## WHAT THIS TASK INVOLVES
Give back exactly the lines from the one holding "TARGET: the walking person" to the bottom of the material, both included, and nothing more. No pictures.

## RECORDS PROVIDED
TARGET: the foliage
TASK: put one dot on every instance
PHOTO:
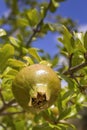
(26, 23)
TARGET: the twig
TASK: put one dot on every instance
(38, 26)
(2, 98)
(72, 70)
(4, 127)
(4, 107)
(11, 113)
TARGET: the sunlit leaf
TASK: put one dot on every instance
(15, 63)
(67, 40)
(6, 52)
(34, 52)
(33, 17)
(2, 32)
(14, 41)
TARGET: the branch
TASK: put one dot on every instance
(74, 69)
(2, 98)
(11, 113)
(5, 106)
(38, 26)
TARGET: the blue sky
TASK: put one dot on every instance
(75, 9)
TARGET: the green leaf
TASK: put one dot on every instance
(68, 112)
(19, 125)
(44, 126)
(2, 32)
(79, 42)
(80, 98)
(28, 60)
(67, 40)
(22, 22)
(33, 17)
(85, 40)
(54, 5)
(14, 41)
(6, 52)
(33, 52)
(77, 58)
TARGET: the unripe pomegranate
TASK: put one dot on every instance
(36, 87)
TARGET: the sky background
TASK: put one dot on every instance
(75, 9)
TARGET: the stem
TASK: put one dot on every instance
(5, 106)
(75, 68)
(11, 113)
(38, 26)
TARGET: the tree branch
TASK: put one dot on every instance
(74, 69)
(11, 113)
(38, 26)
(5, 106)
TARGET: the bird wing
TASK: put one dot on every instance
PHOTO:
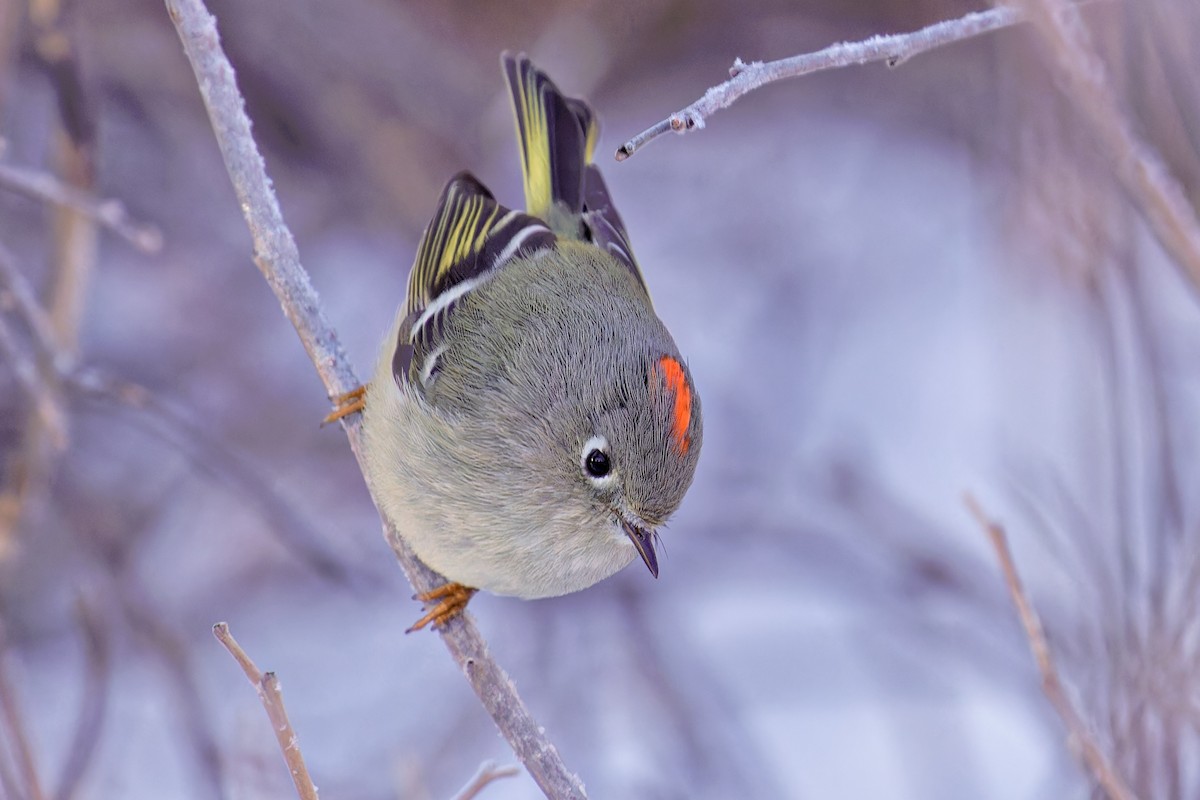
(469, 239)
(603, 224)
(555, 136)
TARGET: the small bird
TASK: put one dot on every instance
(531, 423)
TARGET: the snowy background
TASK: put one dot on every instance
(893, 287)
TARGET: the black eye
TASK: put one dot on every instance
(597, 463)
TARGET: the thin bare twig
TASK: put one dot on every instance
(1141, 172)
(1093, 757)
(46, 402)
(893, 49)
(18, 738)
(111, 214)
(275, 253)
(169, 421)
(487, 773)
(94, 704)
(268, 687)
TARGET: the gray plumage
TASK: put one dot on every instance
(520, 352)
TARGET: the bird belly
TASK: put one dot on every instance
(469, 528)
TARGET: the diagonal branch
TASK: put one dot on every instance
(276, 256)
(1093, 757)
(893, 50)
(268, 687)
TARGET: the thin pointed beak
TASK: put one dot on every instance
(643, 540)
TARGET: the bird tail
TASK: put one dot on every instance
(556, 137)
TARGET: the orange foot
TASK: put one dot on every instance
(451, 600)
(346, 404)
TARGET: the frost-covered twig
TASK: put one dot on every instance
(276, 256)
(893, 49)
(268, 687)
(1146, 179)
(1095, 759)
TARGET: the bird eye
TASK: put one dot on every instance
(597, 463)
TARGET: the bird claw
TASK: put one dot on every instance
(345, 404)
(450, 600)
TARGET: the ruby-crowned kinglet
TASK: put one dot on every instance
(531, 422)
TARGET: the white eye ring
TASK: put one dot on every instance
(593, 446)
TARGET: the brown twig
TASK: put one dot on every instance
(487, 773)
(1093, 757)
(268, 687)
(275, 253)
(165, 419)
(46, 401)
(111, 214)
(1139, 168)
(73, 247)
(13, 723)
(893, 50)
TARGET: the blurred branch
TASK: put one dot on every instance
(175, 426)
(276, 256)
(111, 214)
(143, 617)
(1146, 179)
(12, 722)
(268, 687)
(893, 49)
(95, 701)
(47, 403)
(73, 252)
(487, 773)
(1051, 685)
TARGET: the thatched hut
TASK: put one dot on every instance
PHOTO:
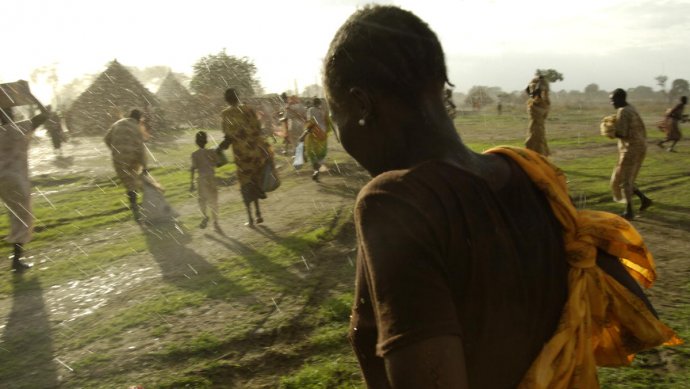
(110, 97)
(180, 106)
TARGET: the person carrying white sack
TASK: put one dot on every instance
(15, 185)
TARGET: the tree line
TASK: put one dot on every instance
(480, 96)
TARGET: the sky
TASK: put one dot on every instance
(612, 43)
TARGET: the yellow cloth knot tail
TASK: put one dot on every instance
(602, 323)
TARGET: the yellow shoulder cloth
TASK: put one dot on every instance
(602, 322)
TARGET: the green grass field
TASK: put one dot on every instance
(111, 305)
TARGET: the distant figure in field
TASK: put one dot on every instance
(205, 161)
(538, 106)
(315, 136)
(125, 139)
(632, 148)
(15, 185)
(54, 128)
(296, 116)
(451, 108)
(671, 124)
(251, 151)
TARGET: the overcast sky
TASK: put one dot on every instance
(612, 43)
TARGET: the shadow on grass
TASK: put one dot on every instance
(184, 267)
(668, 216)
(26, 351)
(261, 263)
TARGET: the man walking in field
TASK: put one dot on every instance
(15, 185)
(538, 106)
(125, 139)
(632, 148)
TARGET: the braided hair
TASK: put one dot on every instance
(386, 48)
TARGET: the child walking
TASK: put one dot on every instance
(205, 161)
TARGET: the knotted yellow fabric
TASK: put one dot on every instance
(602, 322)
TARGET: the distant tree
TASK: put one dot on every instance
(551, 75)
(215, 73)
(478, 96)
(679, 87)
(661, 81)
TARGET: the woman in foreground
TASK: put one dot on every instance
(474, 270)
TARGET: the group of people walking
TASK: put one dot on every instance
(626, 126)
(473, 270)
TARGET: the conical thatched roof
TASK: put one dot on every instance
(177, 102)
(110, 97)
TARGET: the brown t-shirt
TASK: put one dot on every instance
(441, 253)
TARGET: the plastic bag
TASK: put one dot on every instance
(299, 156)
(270, 180)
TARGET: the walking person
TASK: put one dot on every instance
(538, 106)
(473, 270)
(671, 124)
(125, 139)
(15, 184)
(315, 136)
(250, 150)
(205, 161)
(632, 148)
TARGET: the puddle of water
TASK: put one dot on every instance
(75, 299)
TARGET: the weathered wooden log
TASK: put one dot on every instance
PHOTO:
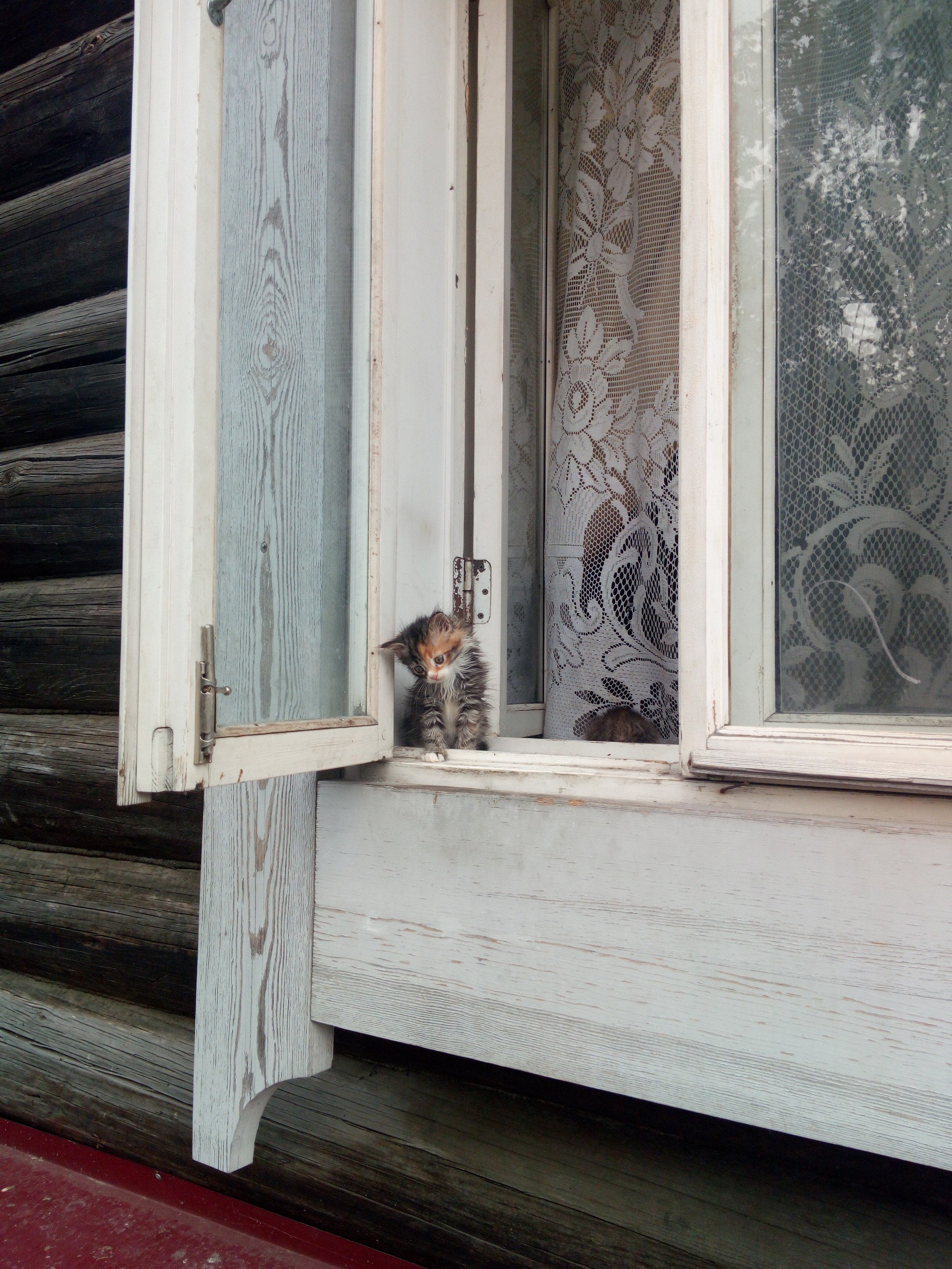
(26, 39)
(66, 242)
(59, 337)
(60, 644)
(451, 1169)
(61, 508)
(53, 405)
(66, 110)
(58, 788)
(116, 927)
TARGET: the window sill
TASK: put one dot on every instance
(649, 780)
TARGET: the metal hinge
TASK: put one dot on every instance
(473, 589)
(216, 11)
(207, 697)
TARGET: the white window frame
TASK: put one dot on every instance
(172, 432)
(888, 755)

## CORRECT ANSWER
TARGET: the walking person
TASK: put one dot on every instance
(538, 106)
(473, 270)
(671, 124)
(125, 139)
(15, 184)
(315, 136)
(250, 150)
(205, 161)
(632, 148)
TARGET: the puddle of water
TASK: put one dot on every instance
(75, 299)
TARGET: the weathered wooden log
TASK: put one dot on every instance
PHOTO:
(26, 39)
(66, 242)
(59, 337)
(60, 644)
(451, 1169)
(61, 508)
(53, 405)
(66, 110)
(58, 788)
(116, 927)
TARGET: the window sill
TASK: put one dot on every instance
(649, 780)
TARGET: the metal hinge
TASK: put one dot on every instance
(473, 589)
(216, 11)
(207, 697)
TARGET: the white window frame
TASK: put one dot on every instance
(172, 432)
(888, 755)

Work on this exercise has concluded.